** 課題 A **
本文抜粋によれば、ZE3000のSoCに採用されているのは何ですか。

** 本文抜粋 **
また完全ワイヤレスイヤフォンはケースが重要でもあります。ZE3000では筐体同様に人間工学的な考慮により角があるので入れやすい設計がなされています。これは形や材質などがその物自体の扱い方を説明している「アフォーダンス・デザイン」という考え方です。
ケースがポケットに入るようにした点も改良点です。これは深さに対して左右をわざと伸ばしたことで実現されているそうです。このために手で握りやすくもなっています。またよく見ると上下の線が非対称であるなど細かいところに気配りがあります。
外観としては高級カメラに見るようなきちんとした熱塗装を施したシボ塗装を適用している点でも価格を超えた高級感があります。
そしてケースは他社製のイヤーチップの装着も考慮されているとのこと。もちろん全てではないですが、可能な限りイヤーピースを入れる部分の深さや広さを取っているということです。ここはマニアックなfinalの面目躍如というところでしょう。

ZE3000ではSoCにクアルコムのQCC3040を採用していますが、このイコライザーのチューニングについてもまずドライバーユニットを仕上げて、それでできないことをEQでやるという考え方を取っているとのこと。前出したようにまずドライバーを完全に仕上げたことでこれが可能になったわけであり、イコライザーを不出来なドライバーを叩き直すために使用するのは音質を劣化させることだということです。

** 提供データ **
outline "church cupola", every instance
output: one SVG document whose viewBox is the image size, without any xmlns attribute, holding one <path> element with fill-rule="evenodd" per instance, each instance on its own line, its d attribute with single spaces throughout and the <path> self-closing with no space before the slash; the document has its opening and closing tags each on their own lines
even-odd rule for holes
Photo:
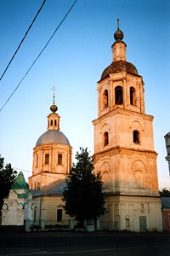
<svg viewBox="0 0 170 256">
<path fill-rule="evenodd" d="M 58 110 L 58 107 L 55 105 L 54 102 L 54 101 L 53 104 L 50 107 L 51 113 L 48 116 L 48 130 L 60 130 L 60 115 L 55 112 Z"/>
<path fill-rule="evenodd" d="M 126 47 L 127 44 L 122 41 L 123 32 L 119 29 L 119 19 L 117 19 L 117 30 L 114 33 L 116 42 L 111 46 L 113 53 L 113 61 L 126 61 Z"/>
</svg>

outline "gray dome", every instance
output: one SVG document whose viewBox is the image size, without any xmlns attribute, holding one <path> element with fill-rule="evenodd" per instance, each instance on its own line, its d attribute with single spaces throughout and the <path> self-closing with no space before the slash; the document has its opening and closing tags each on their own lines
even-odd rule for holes
<svg viewBox="0 0 170 256">
<path fill-rule="evenodd" d="M 59 130 L 48 130 L 38 138 L 36 147 L 46 143 L 60 143 L 70 145 L 67 137 Z"/>
</svg>

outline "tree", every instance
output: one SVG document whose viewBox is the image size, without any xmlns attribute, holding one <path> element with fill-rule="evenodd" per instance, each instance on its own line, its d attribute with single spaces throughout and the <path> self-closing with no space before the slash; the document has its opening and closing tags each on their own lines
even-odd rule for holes
<svg viewBox="0 0 170 256">
<path fill-rule="evenodd" d="M 88 148 L 80 148 L 76 152 L 76 165 L 73 164 L 66 180 L 63 201 L 66 214 L 80 223 L 89 221 L 105 213 L 103 182 L 99 172 L 94 172 L 93 159 Z"/>
<path fill-rule="evenodd" d="M 167 188 L 162 189 L 159 193 L 161 197 L 170 197 L 170 189 L 167 189 Z"/>
<path fill-rule="evenodd" d="M 11 164 L 6 164 L 4 166 L 4 158 L 0 157 L 0 209 L 3 207 L 3 199 L 8 195 L 16 175 L 17 172 L 11 167 Z"/>
</svg>

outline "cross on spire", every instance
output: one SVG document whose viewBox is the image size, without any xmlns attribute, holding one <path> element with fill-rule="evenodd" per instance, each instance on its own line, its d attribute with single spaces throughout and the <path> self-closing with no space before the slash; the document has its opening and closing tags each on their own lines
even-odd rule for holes
<svg viewBox="0 0 170 256">
<path fill-rule="evenodd" d="M 52 88 L 51 88 L 51 90 L 53 90 L 53 97 L 54 98 L 55 97 L 55 86 L 53 86 Z"/>
<path fill-rule="evenodd" d="M 119 19 L 117 19 L 117 29 L 119 29 Z"/>
</svg>

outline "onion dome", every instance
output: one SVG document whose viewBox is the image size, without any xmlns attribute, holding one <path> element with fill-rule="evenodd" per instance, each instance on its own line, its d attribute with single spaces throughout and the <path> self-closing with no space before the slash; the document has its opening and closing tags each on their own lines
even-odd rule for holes
<svg viewBox="0 0 170 256">
<path fill-rule="evenodd" d="M 37 139 L 36 147 L 40 144 L 60 143 L 70 145 L 68 138 L 59 130 L 48 130 Z"/>
<path fill-rule="evenodd" d="M 15 182 L 11 185 L 11 189 L 28 189 L 28 184 L 22 172 L 19 173 Z"/>
<path fill-rule="evenodd" d="M 58 110 L 57 106 L 54 104 L 54 104 L 51 105 L 51 107 L 50 107 L 50 110 L 51 110 L 51 112 L 53 112 L 53 113 L 55 113 L 55 112 Z"/>
</svg>

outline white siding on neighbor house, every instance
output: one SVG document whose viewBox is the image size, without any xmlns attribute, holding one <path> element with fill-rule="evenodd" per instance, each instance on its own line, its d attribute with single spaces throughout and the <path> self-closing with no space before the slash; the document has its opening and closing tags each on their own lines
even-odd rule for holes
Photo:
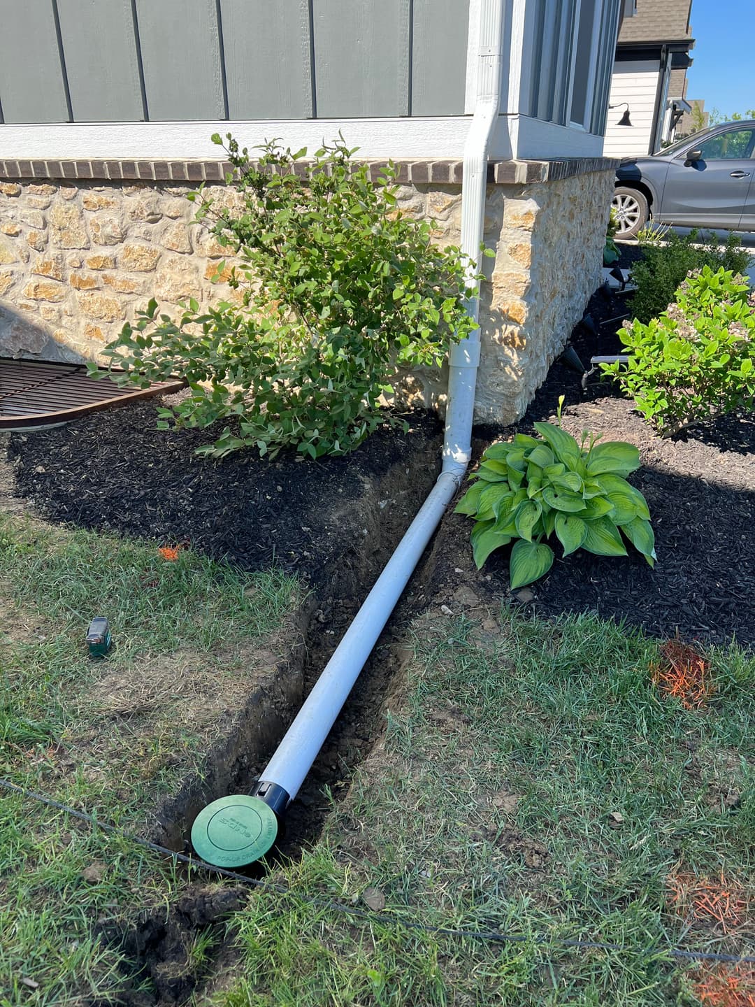
<svg viewBox="0 0 755 1007">
<path fill-rule="evenodd" d="M 625 108 L 612 109 L 608 113 L 603 144 L 605 157 L 642 157 L 651 153 L 650 133 L 659 70 L 657 59 L 614 63 L 608 104 L 627 102 L 632 125 L 617 125 Z"/>
</svg>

** 課題 B **
上のデータの行から、「outline」という文字列を含むものをすべて集め、一字も変えずに書き写してください。

** 解答全文 A **
クアルコムのQCC3040です。

** 解答全文 B **
outline "church cupola", every instance
outline "gray dome", every instance
outline "tree", every instance
outline "cross on spire", every instance
outline "onion dome", every instance
outline white siding on neighbor house, every instance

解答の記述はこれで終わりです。